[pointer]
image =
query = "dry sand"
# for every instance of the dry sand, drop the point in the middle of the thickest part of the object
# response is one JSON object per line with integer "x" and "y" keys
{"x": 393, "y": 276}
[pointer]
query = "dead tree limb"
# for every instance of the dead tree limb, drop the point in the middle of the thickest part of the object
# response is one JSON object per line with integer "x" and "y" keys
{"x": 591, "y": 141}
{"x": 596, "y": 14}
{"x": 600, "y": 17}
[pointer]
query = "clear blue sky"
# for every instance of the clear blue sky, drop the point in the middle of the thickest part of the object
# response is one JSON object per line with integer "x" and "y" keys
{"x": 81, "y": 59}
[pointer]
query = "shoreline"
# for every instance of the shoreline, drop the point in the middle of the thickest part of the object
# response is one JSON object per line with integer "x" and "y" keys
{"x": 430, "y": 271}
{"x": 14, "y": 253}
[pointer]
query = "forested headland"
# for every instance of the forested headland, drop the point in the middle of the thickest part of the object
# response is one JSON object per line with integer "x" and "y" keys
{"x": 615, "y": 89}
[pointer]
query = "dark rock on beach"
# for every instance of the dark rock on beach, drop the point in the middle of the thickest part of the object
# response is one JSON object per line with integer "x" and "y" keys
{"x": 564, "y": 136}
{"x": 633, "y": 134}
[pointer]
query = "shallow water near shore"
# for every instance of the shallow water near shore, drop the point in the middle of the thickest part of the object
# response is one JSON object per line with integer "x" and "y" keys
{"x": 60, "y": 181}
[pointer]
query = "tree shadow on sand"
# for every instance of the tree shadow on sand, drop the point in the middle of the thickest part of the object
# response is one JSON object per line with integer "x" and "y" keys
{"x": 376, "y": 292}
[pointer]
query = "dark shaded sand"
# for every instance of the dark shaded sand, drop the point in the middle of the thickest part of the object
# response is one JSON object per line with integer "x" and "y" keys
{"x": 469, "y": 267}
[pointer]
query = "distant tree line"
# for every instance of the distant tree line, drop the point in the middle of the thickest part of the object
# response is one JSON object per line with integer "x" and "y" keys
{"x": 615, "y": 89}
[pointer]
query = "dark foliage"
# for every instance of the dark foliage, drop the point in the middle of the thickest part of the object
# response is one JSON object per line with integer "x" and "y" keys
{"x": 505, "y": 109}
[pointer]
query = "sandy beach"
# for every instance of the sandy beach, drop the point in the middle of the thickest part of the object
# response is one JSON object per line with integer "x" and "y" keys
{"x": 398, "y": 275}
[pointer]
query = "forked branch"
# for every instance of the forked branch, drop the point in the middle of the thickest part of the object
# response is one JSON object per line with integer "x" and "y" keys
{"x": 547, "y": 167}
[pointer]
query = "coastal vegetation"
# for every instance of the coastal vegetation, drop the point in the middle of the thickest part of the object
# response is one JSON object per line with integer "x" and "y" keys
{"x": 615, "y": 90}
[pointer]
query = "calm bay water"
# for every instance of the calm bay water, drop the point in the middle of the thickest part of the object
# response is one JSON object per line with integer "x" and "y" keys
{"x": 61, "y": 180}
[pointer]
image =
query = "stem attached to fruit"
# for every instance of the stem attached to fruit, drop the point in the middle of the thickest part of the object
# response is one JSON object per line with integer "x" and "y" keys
★ ★ ★
What you will do >> Locate each line above that contains the string "limb" and copy those lines in full.

Response for this exercise >>
query = "dead tree limb"
# for every instance of the dead tree limb, drop the point in the middle of the thickest part of the object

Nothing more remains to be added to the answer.